● **SET PROBLEM**:
Count the lines of the material below that contain the word "every", treating uppercase and lowercase as different, and give only the number.

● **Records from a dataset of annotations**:
════════════════════

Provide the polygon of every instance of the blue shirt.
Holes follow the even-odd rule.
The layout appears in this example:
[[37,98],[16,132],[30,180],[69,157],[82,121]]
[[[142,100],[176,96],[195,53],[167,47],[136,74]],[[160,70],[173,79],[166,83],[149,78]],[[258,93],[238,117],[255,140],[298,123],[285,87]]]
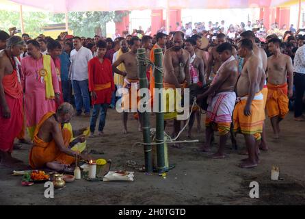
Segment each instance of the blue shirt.
[[62,81],[68,81],[69,75],[69,69],[71,62],[70,61],[69,55],[66,53],[63,52],[59,55],[60,59],[60,77],[62,77]]

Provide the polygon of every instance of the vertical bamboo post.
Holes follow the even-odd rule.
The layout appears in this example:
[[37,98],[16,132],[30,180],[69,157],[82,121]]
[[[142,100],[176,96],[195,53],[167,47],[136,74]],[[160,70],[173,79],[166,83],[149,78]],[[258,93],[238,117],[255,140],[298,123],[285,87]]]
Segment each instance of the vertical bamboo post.
[[[155,89],[163,88],[163,73],[160,68],[163,68],[162,64],[162,49],[155,49]],[[154,95],[156,97],[156,94]],[[156,112],[156,142],[160,143],[164,141],[164,113],[161,111],[161,106],[163,101],[162,94],[159,96],[158,112]],[[164,156],[164,144],[157,145],[157,163],[158,172],[159,173],[165,171],[165,162]]]
[[[145,88],[148,90],[148,82],[146,77],[146,64],[144,60],[146,59],[145,49],[138,49],[137,56],[139,68],[139,79],[140,88]],[[144,107],[146,106],[148,103],[145,103]],[[149,115],[147,112],[141,113],[143,118],[143,138],[144,142],[147,144],[151,143],[150,133]],[[144,146],[144,159],[145,159],[145,170],[146,172],[152,172],[152,155],[151,145]]]

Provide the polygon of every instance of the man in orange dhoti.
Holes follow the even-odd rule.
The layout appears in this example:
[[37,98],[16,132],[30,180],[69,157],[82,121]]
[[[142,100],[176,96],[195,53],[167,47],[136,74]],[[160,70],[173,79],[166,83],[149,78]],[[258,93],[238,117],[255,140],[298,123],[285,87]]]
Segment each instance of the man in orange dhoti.
[[[83,159],[88,158],[70,149],[71,132],[62,128],[64,124],[70,123],[73,114],[73,107],[64,103],[56,114],[51,112],[42,116],[35,129],[34,144],[29,153],[29,164],[32,168],[47,167],[61,171],[72,164],[76,156],[80,155]],[[77,139],[75,143],[85,141],[82,136]]]
[[[165,45],[167,41],[168,35],[163,33],[158,33],[156,36],[157,42],[152,47],[150,50],[150,61],[155,63],[155,49],[161,48],[163,53],[165,51]],[[155,76],[152,70],[152,68],[150,68],[150,79],[149,79],[149,90],[150,91],[150,103],[152,107],[153,107],[153,99],[154,99],[154,88],[155,88]]]
[[[238,103],[233,112],[234,130],[243,134],[248,158],[243,159],[240,167],[253,168],[258,164],[258,145],[265,119],[263,96],[261,85],[265,77],[259,68],[259,57],[253,52],[250,40],[243,39],[238,44],[239,54],[245,58],[237,86]],[[263,86],[261,86],[263,87]]]
[[[133,112],[137,112],[137,90],[139,89],[139,70],[137,65],[137,49],[141,47],[140,40],[135,36],[129,42],[131,51],[120,55],[118,59],[112,64],[112,70],[120,75],[124,77],[124,93],[122,99],[122,106],[124,112],[122,112],[123,121],[123,133],[127,133],[127,119],[129,110]],[[126,72],[122,71],[120,68],[117,68],[120,64],[124,64],[126,68]],[[132,88],[134,88],[132,89]],[[133,96],[132,90],[135,90],[135,96]],[[137,105],[131,105],[132,99],[137,99]],[[142,118],[139,114],[139,131],[142,131]]]
[[[293,95],[293,66],[291,58],[280,52],[279,39],[269,41],[272,55],[268,58],[268,96],[267,111],[274,129],[274,138],[279,138],[280,122],[288,114],[289,99]],[[287,76],[289,84],[287,84]]]
[[0,159],[6,166],[20,162],[11,153],[23,122],[23,94],[14,60],[21,54],[23,44],[21,38],[13,36],[8,40],[6,49],[0,53]]
[[[163,87],[165,90],[174,89],[175,100],[177,101],[177,88],[185,88],[190,84],[191,79],[189,75],[190,56],[188,51],[183,48],[184,34],[177,31],[174,35],[174,46],[168,49],[164,53],[164,78]],[[166,92],[168,92],[167,91]],[[174,137],[177,136],[181,130],[181,121],[177,120],[177,109],[172,111],[172,107],[170,107],[168,111],[168,105],[170,105],[170,99],[168,95],[163,94],[164,99],[166,100],[166,110],[164,114],[164,120],[174,119]],[[175,104],[176,105],[176,104]],[[183,107],[189,106],[183,105]],[[165,123],[166,125],[166,123]],[[180,148],[178,145],[173,146]]]

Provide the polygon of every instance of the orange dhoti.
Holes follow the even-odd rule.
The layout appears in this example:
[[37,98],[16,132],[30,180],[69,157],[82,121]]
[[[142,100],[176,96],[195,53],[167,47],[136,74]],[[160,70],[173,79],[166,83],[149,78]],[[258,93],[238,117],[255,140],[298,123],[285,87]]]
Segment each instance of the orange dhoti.
[[255,94],[251,104],[251,115],[249,116],[245,116],[243,113],[247,99],[247,96],[237,99],[239,102],[236,104],[233,112],[234,131],[253,135],[256,140],[259,140],[265,119],[263,96],[261,92]]
[[[55,161],[67,165],[70,165],[75,162],[73,157],[59,151],[59,148],[56,145],[53,140],[50,142],[44,142],[38,136],[42,125],[53,114],[53,112],[46,114],[35,129],[34,144],[29,153],[29,164],[32,168],[44,168],[47,163]],[[72,138],[71,133],[68,129],[62,129],[62,137],[64,146],[68,147]]]
[[14,140],[23,127],[23,92],[16,70],[10,75],[4,75],[0,83],[2,83],[4,98],[11,114],[9,118],[3,117],[0,106],[0,151],[12,153]]
[[278,116],[284,118],[289,111],[287,83],[273,85],[268,83],[268,91],[267,99],[268,116],[272,118]]

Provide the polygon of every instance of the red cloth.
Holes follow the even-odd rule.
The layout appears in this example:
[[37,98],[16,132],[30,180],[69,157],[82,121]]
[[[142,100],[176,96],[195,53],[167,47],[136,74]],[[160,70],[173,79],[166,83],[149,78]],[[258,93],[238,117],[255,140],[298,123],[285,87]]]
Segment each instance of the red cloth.
[[[115,87],[111,63],[108,59],[105,59],[103,63],[101,63],[97,57],[89,61],[88,81],[89,90],[95,91],[97,95],[97,99],[92,100],[92,105],[110,104]],[[105,88],[101,88],[103,87]]]
[[0,107],[0,151],[12,152],[14,140],[21,131],[23,124],[23,92],[16,70],[11,75],[4,75],[2,85],[11,116],[9,119],[3,118]]

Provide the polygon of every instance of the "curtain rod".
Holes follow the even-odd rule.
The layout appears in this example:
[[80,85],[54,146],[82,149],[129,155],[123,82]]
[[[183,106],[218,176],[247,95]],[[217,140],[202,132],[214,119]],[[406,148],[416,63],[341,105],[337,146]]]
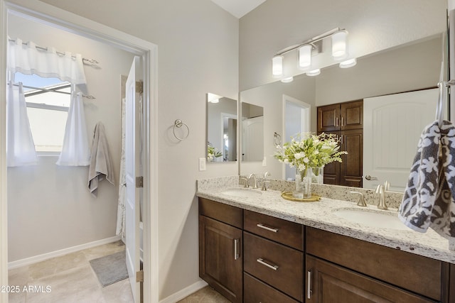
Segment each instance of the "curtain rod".
[[[16,83],[14,83],[13,85],[14,85],[15,87],[18,87],[19,86],[19,84],[17,84]],[[24,93],[24,94],[27,94],[28,96],[33,96],[35,94],[43,94],[43,93],[45,93],[45,92],[57,92],[57,93],[59,93],[59,94],[71,94],[70,92],[60,92],[60,91],[57,90],[57,89],[65,89],[65,88],[70,87],[70,86],[71,86],[71,84],[67,84],[67,85],[63,85],[63,86],[58,87],[54,87],[53,89],[43,89],[43,88],[41,88],[41,87],[31,87],[31,86],[28,86],[28,85],[22,85],[22,87],[25,87],[26,89],[36,89],[36,90],[39,90],[40,91],[40,92],[33,92],[28,93],[28,94]],[[87,95],[85,95],[85,94],[82,94],[82,98],[87,98],[87,99],[96,99],[95,97],[94,97],[92,95],[87,96]]]
[[[11,41],[11,42],[16,42],[16,40],[11,39],[11,38],[8,38],[8,40]],[[28,45],[28,43],[26,42],[23,42],[22,44],[24,45]],[[48,48],[45,48],[45,47],[43,47],[43,46],[38,46],[38,45],[35,45],[35,47],[36,48],[39,49],[39,50],[45,50],[46,52],[48,51]],[[65,55],[65,53],[59,52],[58,50],[55,51],[55,53],[57,53],[58,55]],[[71,56],[71,57],[73,57],[73,58],[75,58],[75,56]],[[86,63],[86,62],[90,63],[90,64]],[[85,63],[85,64],[87,64],[89,65],[94,65],[94,64],[100,63],[98,61],[97,61],[95,59],[87,59],[87,58],[84,58],[84,57],[82,57],[82,62]]]

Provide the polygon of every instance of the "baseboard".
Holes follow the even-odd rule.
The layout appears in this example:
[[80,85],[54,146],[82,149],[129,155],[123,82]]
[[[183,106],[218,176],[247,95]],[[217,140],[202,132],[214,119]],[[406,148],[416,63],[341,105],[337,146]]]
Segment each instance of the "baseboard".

════════════════════

● **WRITTEN ANSWER**:
7